(Beginning of MATERIAL SUPPLIED)
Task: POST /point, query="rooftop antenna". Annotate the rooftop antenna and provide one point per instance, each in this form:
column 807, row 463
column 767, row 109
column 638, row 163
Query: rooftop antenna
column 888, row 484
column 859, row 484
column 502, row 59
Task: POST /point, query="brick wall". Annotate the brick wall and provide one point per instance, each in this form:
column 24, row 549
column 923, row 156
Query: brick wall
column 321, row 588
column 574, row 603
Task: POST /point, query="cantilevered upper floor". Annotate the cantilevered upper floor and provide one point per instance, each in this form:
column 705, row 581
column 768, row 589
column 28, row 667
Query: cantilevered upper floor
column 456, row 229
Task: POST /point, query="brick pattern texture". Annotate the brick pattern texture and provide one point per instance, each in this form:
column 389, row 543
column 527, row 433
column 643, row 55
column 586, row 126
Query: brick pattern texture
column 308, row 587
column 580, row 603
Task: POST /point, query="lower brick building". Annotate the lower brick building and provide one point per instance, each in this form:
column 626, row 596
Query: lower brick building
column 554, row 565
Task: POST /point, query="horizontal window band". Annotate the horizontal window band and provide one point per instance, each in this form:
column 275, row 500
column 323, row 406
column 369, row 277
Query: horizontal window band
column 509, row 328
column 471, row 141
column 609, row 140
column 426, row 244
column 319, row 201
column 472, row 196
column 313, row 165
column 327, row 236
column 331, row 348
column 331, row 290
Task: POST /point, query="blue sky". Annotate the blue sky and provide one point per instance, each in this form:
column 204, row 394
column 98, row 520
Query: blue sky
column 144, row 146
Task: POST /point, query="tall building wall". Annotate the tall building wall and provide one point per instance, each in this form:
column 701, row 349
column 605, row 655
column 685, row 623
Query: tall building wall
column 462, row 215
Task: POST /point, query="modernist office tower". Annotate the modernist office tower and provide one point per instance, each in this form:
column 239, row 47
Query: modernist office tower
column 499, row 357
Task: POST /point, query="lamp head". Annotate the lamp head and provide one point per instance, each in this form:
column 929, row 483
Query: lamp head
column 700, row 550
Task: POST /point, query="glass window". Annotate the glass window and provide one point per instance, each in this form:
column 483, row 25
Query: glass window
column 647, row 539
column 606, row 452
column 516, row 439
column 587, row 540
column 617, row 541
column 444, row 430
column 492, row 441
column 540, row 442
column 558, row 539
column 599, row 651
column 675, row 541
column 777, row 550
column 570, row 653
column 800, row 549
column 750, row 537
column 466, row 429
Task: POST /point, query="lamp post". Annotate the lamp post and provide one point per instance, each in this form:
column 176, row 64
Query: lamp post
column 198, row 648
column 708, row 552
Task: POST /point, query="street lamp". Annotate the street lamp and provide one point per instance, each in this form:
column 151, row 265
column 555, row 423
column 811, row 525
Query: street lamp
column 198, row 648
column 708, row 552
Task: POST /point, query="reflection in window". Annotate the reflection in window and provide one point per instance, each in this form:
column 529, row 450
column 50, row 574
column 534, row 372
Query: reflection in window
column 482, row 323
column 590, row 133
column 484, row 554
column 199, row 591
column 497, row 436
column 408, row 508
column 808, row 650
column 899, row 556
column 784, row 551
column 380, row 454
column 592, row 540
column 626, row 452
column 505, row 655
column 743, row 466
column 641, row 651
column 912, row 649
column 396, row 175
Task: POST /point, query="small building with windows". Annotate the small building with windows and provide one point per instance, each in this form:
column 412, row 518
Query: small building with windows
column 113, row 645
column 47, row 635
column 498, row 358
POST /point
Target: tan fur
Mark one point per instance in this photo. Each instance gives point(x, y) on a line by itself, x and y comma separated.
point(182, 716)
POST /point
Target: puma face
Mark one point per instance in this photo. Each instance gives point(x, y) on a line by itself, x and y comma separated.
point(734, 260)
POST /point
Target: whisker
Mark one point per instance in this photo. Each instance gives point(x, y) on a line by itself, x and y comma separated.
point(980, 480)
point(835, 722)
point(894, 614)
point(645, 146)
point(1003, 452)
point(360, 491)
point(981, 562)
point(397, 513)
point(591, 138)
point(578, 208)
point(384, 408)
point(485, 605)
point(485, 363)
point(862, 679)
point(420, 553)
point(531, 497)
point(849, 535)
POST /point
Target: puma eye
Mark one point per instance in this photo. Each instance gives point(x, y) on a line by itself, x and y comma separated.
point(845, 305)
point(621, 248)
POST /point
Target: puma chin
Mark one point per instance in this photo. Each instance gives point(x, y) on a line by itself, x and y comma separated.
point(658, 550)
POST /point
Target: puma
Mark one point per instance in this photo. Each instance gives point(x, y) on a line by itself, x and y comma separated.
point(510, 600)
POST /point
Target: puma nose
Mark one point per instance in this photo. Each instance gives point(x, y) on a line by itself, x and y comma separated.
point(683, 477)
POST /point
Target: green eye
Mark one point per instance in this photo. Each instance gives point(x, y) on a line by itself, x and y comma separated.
(End of MATERIAL SUPPLIED)
### EXERCISE DESCRIPTION
Lines with the word "Target" in them are the answer; report each one from the data.

### RESULT
Target: tan fur
Target: puma face
Target: whisker
Target: puma eye
Target: puma chin
Target: puma
Target: puma nose
Target: green eye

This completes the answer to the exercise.